→ Work request
Every record below must be copied exactly, with images dropped.

[Stored data entries]
=-=-=-=-=

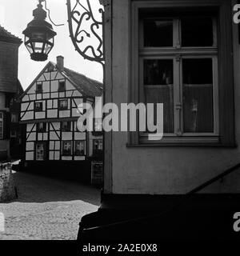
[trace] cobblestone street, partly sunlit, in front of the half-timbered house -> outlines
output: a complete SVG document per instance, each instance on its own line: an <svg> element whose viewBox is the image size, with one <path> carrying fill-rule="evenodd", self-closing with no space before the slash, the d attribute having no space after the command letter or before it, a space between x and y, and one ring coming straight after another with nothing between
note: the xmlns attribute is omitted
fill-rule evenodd
<svg viewBox="0 0 240 256"><path fill-rule="evenodd" d="M74 240L85 214L98 210L100 190L76 182L15 173L18 199L0 203L0 240Z"/></svg>

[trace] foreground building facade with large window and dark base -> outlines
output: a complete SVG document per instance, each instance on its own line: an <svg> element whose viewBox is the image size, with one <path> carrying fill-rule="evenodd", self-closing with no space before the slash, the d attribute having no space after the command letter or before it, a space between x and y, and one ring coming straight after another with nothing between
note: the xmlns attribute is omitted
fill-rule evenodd
<svg viewBox="0 0 240 256"><path fill-rule="evenodd" d="M126 236L147 241L154 238L154 231L158 238L183 238L183 230L188 238L234 236L226 225L232 225L231 212L238 210L240 193L240 46L233 22L238 2L102 3L105 102L114 102L119 109L123 102L163 103L164 134L159 141L151 141L150 133L139 129L105 134L102 206L100 212L82 218L84 234L94 227L88 230L90 238L102 235L116 241ZM195 192L200 200L185 201L186 208L192 208L170 211L178 199ZM224 207L231 209L225 217ZM122 222L153 212L168 214ZM218 218L210 217L213 213ZM179 221L174 222L178 214ZM201 224L190 216L202 218ZM222 230L217 219L224 223Z"/></svg>

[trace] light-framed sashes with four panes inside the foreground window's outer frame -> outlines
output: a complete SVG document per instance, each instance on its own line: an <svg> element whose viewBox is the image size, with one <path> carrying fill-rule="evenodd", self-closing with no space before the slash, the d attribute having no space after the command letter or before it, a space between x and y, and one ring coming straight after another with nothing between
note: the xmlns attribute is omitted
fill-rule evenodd
<svg viewBox="0 0 240 256"><path fill-rule="evenodd" d="M140 26L140 97L145 103L163 103L165 136L218 136L214 16L146 15Z"/></svg>

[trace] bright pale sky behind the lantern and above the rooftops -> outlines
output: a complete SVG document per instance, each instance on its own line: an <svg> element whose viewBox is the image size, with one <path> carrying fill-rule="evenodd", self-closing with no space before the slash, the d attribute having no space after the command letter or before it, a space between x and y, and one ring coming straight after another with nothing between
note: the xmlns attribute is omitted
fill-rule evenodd
<svg viewBox="0 0 240 256"><path fill-rule="evenodd" d="M85 3L85 0L81 1ZM71 2L73 5L75 0L71 0ZM100 7L98 0L91 0L91 2L95 14L98 14L97 10ZM24 43L19 47L18 78L22 83L23 89L30 85L44 66L46 66L47 62L56 62L58 55L64 57L64 65L67 68L102 82L102 65L97 62L84 60L74 49L67 22L66 0L46 0L46 3L48 9L50 9L50 16L53 22L56 24L64 23L64 26L53 26L57 36L54 39L54 48L51 50L46 62L32 61ZM38 0L0 0L0 25L24 41L22 31L32 21L32 13L37 5ZM101 17L98 15L97 19L99 20L99 18ZM50 22L48 18L46 18L46 21ZM85 24L84 26L87 27ZM89 40L93 44L96 42L94 39Z"/></svg>

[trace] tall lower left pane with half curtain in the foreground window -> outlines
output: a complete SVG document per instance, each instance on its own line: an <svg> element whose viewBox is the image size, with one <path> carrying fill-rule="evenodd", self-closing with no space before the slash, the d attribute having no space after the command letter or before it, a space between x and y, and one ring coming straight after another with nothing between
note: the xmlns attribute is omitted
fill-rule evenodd
<svg viewBox="0 0 240 256"><path fill-rule="evenodd" d="M144 86L146 103L163 103L163 131L174 132L173 60L145 60ZM157 110L154 108L154 122Z"/></svg>

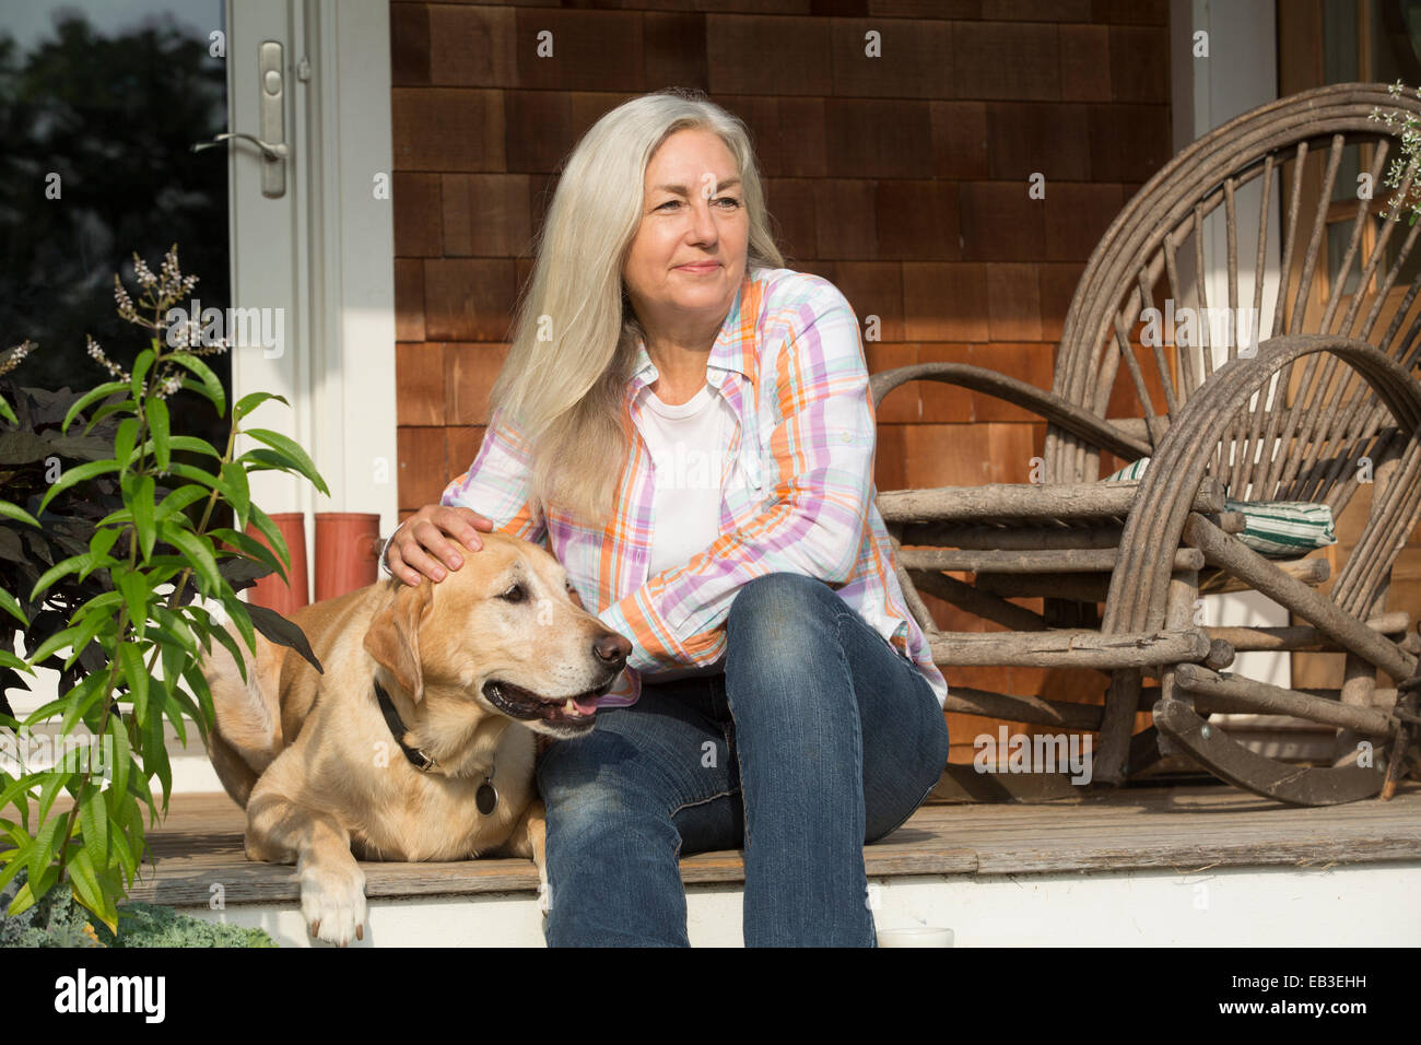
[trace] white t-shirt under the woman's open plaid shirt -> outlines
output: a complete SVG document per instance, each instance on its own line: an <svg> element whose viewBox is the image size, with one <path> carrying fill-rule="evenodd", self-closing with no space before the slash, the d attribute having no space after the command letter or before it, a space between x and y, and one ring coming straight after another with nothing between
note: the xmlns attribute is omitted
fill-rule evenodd
<svg viewBox="0 0 1421 1045"><path fill-rule="evenodd" d="M725 455L735 431L729 404L709 385L688 402L671 405L647 390L642 438L652 459L651 564L648 576L682 566L720 536L720 488ZM648 675L668 682L686 675L725 671L725 657L703 668L676 668Z"/></svg>

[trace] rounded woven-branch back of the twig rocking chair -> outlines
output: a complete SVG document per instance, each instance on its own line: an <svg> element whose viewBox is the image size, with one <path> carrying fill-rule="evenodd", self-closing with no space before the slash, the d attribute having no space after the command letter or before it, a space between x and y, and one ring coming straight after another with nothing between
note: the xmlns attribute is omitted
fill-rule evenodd
<svg viewBox="0 0 1421 1045"><path fill-rule="evenodd" d="M1421 118L1415 97L1393 98L1380 84L1331 85L1245 114L1169 161L1120 212L1091 254L1066 317L1053 391L1104 417L1113 394L1123 391L1117 385L1127 385L1124 391L1133 392L1142 414L1135 434L1155 444L1168 421L1241 345L1248 353L1248 345L1275 334L1361 338L1414 371L1421 364L1421 309L1412 309L1421 269L1410 284L1400 276L1421 222L1384 218L1397 195L1384 181L1401 149L1397 134L1371 119L1376 109ZM1360 198L1358 182L1343 173L1360 162L1370 175L1371 199ZM1405 169L1403 196L1415 173ZM1334 196L1343 195L1344 179L1353 185L1339 205ZM1241 259L1238 198L1249 186L1262 195L1258 250ZM1343 257L1329 264L1329 225L1337 223L1339 206L1350 206L1354 215L1346 223L1350 237ZM1276 220L1280 210L1282 220ZM1192 276L1204 272L1205 240L1219 233L1226 257L1223 266L1212 267L1226 270L1228 291L1225 301L1209 301L1209 280ZM1266 263L1268 243L1277 245L1280 266ZM1246 300L1239 294L1241 263L1252 283ZM1160 299L1158 289L1164 291ZM1131 338L1140 340L1145 330L1147 310L1167 314L1171 309L1164 299L1172 299L1177 316L1189 309L1198 317L1192 338L1175 340L1202 345L1165 340L1142 351L1131 348ZM1226 326L1205 318L1211 306L1226 310ZM1221 331L1223 344L1215 350ZM1357 461L1378 461L1398 438L1395 425L1356 371L1330 354L1307 357L1300 373L1289 364L1276 388L1283 395L1275 391L1266 409L1255 404L1239 412L1208 473L1239 500L1326 502L1340 515L1358 476L1366 481ZM1100 478L1098 451L1054 425L1047 431L1044 459L1056 482Z"/></svg>

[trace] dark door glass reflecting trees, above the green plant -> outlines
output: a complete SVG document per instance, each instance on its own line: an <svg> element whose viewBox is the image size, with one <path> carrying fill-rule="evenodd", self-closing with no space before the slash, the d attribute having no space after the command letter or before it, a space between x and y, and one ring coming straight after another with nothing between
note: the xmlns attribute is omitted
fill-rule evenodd
<svg viewBox="0 0 1421 1045"><path fill-rule="evenodd" d="M189 151L226 129L226 58L212 54L210 37L223 14L215 0L31 3L6 13L0 347L38 343L13 374L17 384L104 380L85 334L117 363L132 361L142 331L115 314L112 280L119 272L132 287L135 250L156 267L176 242L183 272L202 279L203 307L227 307L227 161L220 149ZM207 361L230 387L226 355ZM193 409L209 431L189 431L215 434L210 415Z"/></svg>

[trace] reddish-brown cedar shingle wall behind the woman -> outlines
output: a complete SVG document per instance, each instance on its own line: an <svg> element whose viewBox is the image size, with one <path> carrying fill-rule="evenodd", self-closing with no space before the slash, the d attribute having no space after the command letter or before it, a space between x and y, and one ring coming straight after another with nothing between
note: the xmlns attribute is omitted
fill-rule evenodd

=-=-=-=-=

→ Reply to the exercise
[trace] cobblestone street, partly sunlit, in front of the half-timbered house -> outlines
output: a complete SVG document per instance, each instance on its own line: an <svg> element whose viewBox is the image size, with one <path> carrying fill-rule="evenodd", self-closing with no space before the slash, the d attribute having no space after the command letter or before it, a space between x and y, and one ring coming straight after another with nothing between
note: the xmlns attribute is omitted
fill-rule evenodd
<svg viewBox="0 0 240 256"><path fill-rule="evenodd" d="M74 240L85 214L98 210L100 190L76 182L15 173L18 199L0 203L0 240Z"/></svg>

[trace] foreground building facade with large window and dark base -> outlines
output: a complete SVG document per instance, each instance on its own line: an <svg> element whose viewBox is the image size, with one <path> carrying fill-rule="evenodd", self-closing with no space before the slash, the d attribute having no space after the command letter or before it, a space between x and y, and one ring coming straight after another with nothing between
note: the xmlns attribute is omitted
fill-rule evenodd
<svg viewBox="0 0 240 256"><path fill-rule="evenodd" d="M126 236L147 241L154 238L154 231L158 238L183 238L183 230L188 238L234 236L226 225L232 225L231 212L238 210L240 193L240 46L233 22L238 2L102 3L105 102L114 102L119 109L123 102L163 103L164 134L159 141L151 141L150 133L139 129L105 134L102 206L100 212L82 218L84 234L94 227L88 230L90 238L102 235L116 241ZM195 192L200 200L185 201L186 208L192 208L170 211L178 199ZM224 207L231 209L225 217ZM122 222L153 212L168 214ZM218 218L210 217L213 213ZM179 221L174 222L178 214ZM201 224L190 216L202 218ZM222 230L217 219L224 223Z"/></svg>

[trace] light-framed sashes with four panes inside the foreground window's outer frame -> outlines
output: a complete SVG document per instance, each instance on its own line: an <svg> element whose viewBox is the image size, with one <path> carrying fill-rule="evenodd", self-closing with no space before the slash, the d attribute having no space after the command letter or before it, a space between x and y, and one ring coming straight after another with nothing between
note: the xmlns attribute is omitted
fill-rule evenodd
<svg viewBox="0 0 240 256"><path fill-rule="evenodd" d="M140 26L140 97L145 103L163 103L165 136L218 136L214 16L146 15Z"/></svg>

[trace] bright pale sky behind the lantern and above the rooftops -> outlines
output: a complete SVG document per instance, each instance on its own line: an <svg> element whose viewBox is the image size, with one <path> carrying fill-rule="evenodd", self-closing with no space before the slash, the d attribute having no space after the command letter or before it, a space between x and y, and one ring coming straight after another with nothing between
note: the xmlns attribute is omitted
fill-rule evenodd
<svg viewBox="0 0 240 256"><path fill-rule="evenodd" d="M85 3L85 0L81 1ZM71 2L73 5L75 0L71 0ZM100 7L98 0L91 0L91 2L95 14L98 14L97 10ZM24 43L19 47L18 78L22 83L23 89L30 85L44 66L46 66L47 62L56 62L58 55L64 57L64 65L67 68L102 82L102 65L97 62L84 60L74 49L67 22L66 0L46 0L46 3L48 9L50 9L50 16L53 22L56 24L64 23L64 26L53 26L57 36L54 39L54 48L51 50L46 62L32 61ZM38 0L0 0L0 25L24 41L22 31L32 21L32 13L37 5ZM101 17L98 15L97 19L99 20L99 18ZM50 22L48 18L46 18L46 21ZM85 24L84 26L87 27ZM89 40L93 44L96 42L94 39Z"/></svg>

[trace] tall lower left pane with half curtain in the foreground window -> outlines
output: a complete SVG document per instance, each instance on its own line: an <svg> element whose viewBox is the image size, with one <path> carrying fill-rule="evenodd", self-closing with no space before the slash, the d attribute having no space after the command letter or before it, a space between x and y, and one ring coming straight after another with nothing between
note: the xmlns attribute is omitted
fill-rule evenodd
<svg viewBox="0 0 240 256"><path fill-rule="evenodd" d="M144 86L146 103L163 103L163 131L174 132L173 60L145 60ZM157 110L154 108L154 122Z"/></svg>

[trace] white t-shirt under the woman's open plaid shirt -> outlines
output: a complete SVG document per instance, each instance on its own line: an <svg> element whose viewBox is the image size, with one <path> carrying fill-rule="evenodd", self-closing with no space before the slash, the d attribute having no space after the command letter or before it, a space between x and y, and one ring coming straight after another with nothing between
note: the xmlns attribute is omitted
fill-rule evenodd
<svg viewBox="0 0 1421 1045"><path fill-rule="evenodd" d="M725 455L735 431L729 404L709 385L688 402L671 405L647 390L642 438L652 459L651 564L648 576L682 566L720 536L720 488ZM648 675L668 682L686 675L725 671L725 657L703 668L676 668Z"/></svg>

[trace] rounded woven-branch back of the twig rocking chair -> outlines
output: a complete SVG document per instance, each instance on its own line: an <svg> element whose viewBox is the image size, with one <path> carrying fill-rule="evenodd", self-closing with no space before the slash, the d attribute having no space after the command letter or before it, a space between x and y, and one ring coming straight after another with nothing between
note: the xmlns attribute is omitted
fill-rule evenodd
<svg viewBox="0 0 1421 1045"><path fill-rule="evenodd" d="M1421 118L1415 97L1393 98L1380 84L1331 85L1245 114L1169 161L1120 212L1091 254L1066 317L1053 391L1104 417L1113 394L1123 391L1117 385L1127 385L1124 391L1133 392L1142 414L1135 434L1155 444L1168 421L1241 345L1248 353L1248 345L1275 334L1361 338L1414 371L1421 364L1421 309L1412 309L1421 269L1410 284L1400 276L1421 222L1384 218L1397 195L1384 181L1401 149L1397 134L1371 119L1376 109ZM1360 198L1358 182L1343 173L1360 162L1370 175L1371 199ZM1405 169L1403 196L1415 173ZM1334 196L1343 195L1344 179L1353 185L1339 205ZM1241 259L1238 198L1249 186L1262 195L1258 250ZM1343 257L1329 264L1329 225L1337 223L1339 206L1350 206L1354 215L1346 223L1350 237ZM1276 220L1280 210L1282 220ZM1192 276L1204 272L1205 240L1219 233L1226 257L1223 266L1212 267L1226 270L1228 291L1225 301L1209 301L1209 280ZM1266 263L1268 243L1277 245L1280 266ZM1246 300L1239 294L1241 263L1252 283ZM1160 299L1158 289L1164 291ZM1131 338L1140 340L1145 330L1147 310L1167 314L1171 309L1164 299L1172 299L1177 316L1189 309L1198 317L1192 338L1175 340L1202 345L1165 340L1142 351L1131 348ZM1226 326L1205 318L1211 306L1226 310ZM1221 331L1223 344L1215 350ZM1357 461L1378 461L1398 438L1395 425L1356 371L1330 354L1307 357L1300 373L1289 364L1276 388L1283 395L1275 391L1266 409L1255 404L1239 412L1208 473L1239 500L1326 502L1340 515L1358 476L1366 481ZM1100 478L1098 451L1054 425L1047 431L1044 459L1056 482Z"/></svg>

[trace] dark door glass reflecting trees, above the green plant -> outlines
output: a complete SVG document per instance, each instance on its own line: an <svg> element whose viewBox is the image size, with one <path> carrying fill-rule="evenodd", self-closing with no space before the slash, the d attribute having no space after the command letter or before it, a space between x and y, and one ring coming straight after another with nothing between
note: the xmlns attribute is omitted
fill-rule evenodd
<svg viewBox="0 0 1421 1045"><path fill-rule="evenodd" d="M189 151L226 129L226 58L212 54L210 37L223 14L215 0L31 3L6 13L0 347L38 343L13 374L17 384L104 380L85 334L117 363L132 361L142 331L115 314L112 280L119 272L132 287L135 250L156 267L176 242L183 272L202 279L203 307L227 307L227 161L220 149ZM207 361L230 387L226 355ZM193 409L209 431L189 431L215 434L210 415Z"/></svg>

[trace] reddish-brown cedar shingle wall behind the woman -> outlines
output: a complete SVG document per instance, each instance on its own line: an <svg> element whose viewBox is the image size, with one <path> carrying fill-rule="evenodd", self-closing with no space before the slash, the d attribute having no space after the command letter or before it, a space between x and y, and one ring coming straight after another with nothing between
note: the xmlns attribute is omitted
fill-rule evenodd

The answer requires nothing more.